_Exercise prompt_
When a line in the records contains the string "water", copy that line.

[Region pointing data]
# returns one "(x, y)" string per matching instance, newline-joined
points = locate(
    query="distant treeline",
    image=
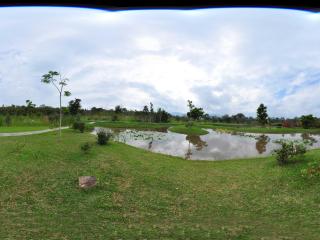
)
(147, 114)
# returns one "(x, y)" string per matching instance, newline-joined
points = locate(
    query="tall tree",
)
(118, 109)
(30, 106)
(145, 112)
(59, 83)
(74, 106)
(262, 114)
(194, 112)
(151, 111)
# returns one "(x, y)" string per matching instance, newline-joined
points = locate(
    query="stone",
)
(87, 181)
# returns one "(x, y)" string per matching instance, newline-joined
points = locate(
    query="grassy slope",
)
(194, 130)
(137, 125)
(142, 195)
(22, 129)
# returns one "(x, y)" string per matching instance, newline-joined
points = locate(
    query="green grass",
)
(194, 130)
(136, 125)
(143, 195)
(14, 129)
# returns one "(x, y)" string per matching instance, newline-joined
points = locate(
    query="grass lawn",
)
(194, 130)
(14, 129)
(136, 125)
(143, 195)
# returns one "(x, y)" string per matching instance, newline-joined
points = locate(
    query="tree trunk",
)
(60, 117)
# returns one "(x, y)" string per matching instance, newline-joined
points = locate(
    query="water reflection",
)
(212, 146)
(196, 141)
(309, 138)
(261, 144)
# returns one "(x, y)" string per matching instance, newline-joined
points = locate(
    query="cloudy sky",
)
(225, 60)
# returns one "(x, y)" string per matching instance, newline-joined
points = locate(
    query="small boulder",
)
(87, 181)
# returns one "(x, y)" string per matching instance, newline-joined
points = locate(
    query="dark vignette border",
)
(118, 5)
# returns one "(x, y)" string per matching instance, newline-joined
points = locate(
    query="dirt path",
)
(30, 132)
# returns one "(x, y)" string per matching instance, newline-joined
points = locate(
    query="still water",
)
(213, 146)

_Output for this exercise_
    query="water reflection",
    query="still water",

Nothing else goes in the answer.